··· Fragmento mostrado

La neutralidad de los espacios públicos, para que en ellos cada uno encuentre su sitio tenga la religión que tenga o no teniendo ninguna, es objetivo prioritario que ha de perseguirse social y políticamente en aras de la convivencia en condiciones de igualdad para todos. Así ha de ser con especial rigor en el espacio público político, como es el caso de las sedes de nuestras instituciones democráticas con todo lo que allí transcurre, incluyendo la toma de posesión del cargo por quienes en ellas han de desempeñar sus responsabilidades -sobran, pues, crucifijos en tales actos, debiéndose ir a símbolos y fórmulas que respeten además el mandato constitucional de no obligar a nadie a declarar públicamente sus convicciones personales-. Y así ha de ser también en espacios públicos sociales, como hospitales y colegios, por ejemplo, donde la afluencia de una ciudadanía pluralista exige neutralidad ideológica y religiosa. Salvaguardarla no es ningún atentado antirreligioso, sino defender la aconfesionalidad del Estado y la libertad de los individuos desde una laicidad que es condición para el mismo pluralismo religioso sin merma de derechos para nadie. Nuestras leyes deben responder cada vez mejor a esa laicidad democrática que para nada es antirreligiosa. Por el contrario, se perfila como laicidad inclusiva, que reconoce que la religión y sus instituciones, por mor de los mismos individuos que las sostienen, tienen sus derechos en el seno de una sociedad democrática, pluralista y secularizada en la que han de saber situarse en el espacio cívico desde el que han de hacer las aportaciones que tengan que ofrecer a partir de su tradición y experiencia.

······

### Instrucciones de tarea
Explica, en una a tres oraciones y según el fragmento sobre la laicidad, por qué hospitales y colegios deben mantener neutralidad ideológica y religiosa. Las entradas no hacen falta para resolver la tarea.

··· Datos del ejercicio

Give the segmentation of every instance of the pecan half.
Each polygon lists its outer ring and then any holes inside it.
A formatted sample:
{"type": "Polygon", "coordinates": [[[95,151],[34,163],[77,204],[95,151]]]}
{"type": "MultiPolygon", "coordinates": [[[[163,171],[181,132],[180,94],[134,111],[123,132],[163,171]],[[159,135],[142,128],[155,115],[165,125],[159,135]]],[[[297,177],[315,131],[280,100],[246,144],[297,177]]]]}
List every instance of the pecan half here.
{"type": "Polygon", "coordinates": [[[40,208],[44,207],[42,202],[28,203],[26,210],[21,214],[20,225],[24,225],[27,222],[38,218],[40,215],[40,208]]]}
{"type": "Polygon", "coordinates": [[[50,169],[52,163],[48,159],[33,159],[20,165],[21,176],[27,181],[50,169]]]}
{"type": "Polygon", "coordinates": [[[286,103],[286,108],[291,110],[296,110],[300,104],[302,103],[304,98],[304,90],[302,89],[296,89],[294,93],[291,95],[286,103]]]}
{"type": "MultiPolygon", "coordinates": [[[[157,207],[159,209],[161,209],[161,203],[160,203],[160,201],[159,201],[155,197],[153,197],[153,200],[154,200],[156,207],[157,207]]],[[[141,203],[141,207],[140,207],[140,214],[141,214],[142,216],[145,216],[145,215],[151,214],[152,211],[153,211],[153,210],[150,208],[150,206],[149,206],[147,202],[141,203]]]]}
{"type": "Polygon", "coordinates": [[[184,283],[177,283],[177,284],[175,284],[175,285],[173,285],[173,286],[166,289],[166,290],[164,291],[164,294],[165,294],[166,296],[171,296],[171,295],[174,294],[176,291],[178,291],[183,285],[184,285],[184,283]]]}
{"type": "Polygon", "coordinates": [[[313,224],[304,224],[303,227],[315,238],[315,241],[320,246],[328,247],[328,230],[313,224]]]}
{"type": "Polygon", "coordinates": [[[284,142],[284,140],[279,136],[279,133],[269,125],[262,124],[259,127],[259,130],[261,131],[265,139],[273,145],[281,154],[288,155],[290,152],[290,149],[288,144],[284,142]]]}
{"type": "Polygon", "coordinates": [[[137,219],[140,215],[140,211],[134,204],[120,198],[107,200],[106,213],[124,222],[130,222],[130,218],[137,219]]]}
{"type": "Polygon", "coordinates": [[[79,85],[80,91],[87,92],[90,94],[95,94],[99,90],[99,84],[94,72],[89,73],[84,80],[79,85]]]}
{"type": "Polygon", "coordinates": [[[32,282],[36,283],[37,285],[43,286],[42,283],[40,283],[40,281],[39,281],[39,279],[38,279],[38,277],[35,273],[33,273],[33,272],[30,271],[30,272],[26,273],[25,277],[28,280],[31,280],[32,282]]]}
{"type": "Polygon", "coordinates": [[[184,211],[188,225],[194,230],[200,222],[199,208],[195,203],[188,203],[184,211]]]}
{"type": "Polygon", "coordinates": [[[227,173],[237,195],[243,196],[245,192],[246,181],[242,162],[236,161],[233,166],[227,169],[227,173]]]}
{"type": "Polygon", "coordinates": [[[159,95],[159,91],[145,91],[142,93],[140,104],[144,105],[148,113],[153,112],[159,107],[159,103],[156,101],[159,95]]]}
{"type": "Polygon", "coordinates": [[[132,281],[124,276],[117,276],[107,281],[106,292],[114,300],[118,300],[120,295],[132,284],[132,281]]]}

······

### Respuesta de tarea
Porque a esos espacios públicos sociales acude una ciudadanía pluralista, y esa afluencia exige neutralidad ideológica y religiosa. Así cada uno encuentra su sitio, tenga la religión que tenga o no teniendo ninguna, en condiciones de igualdad para todos.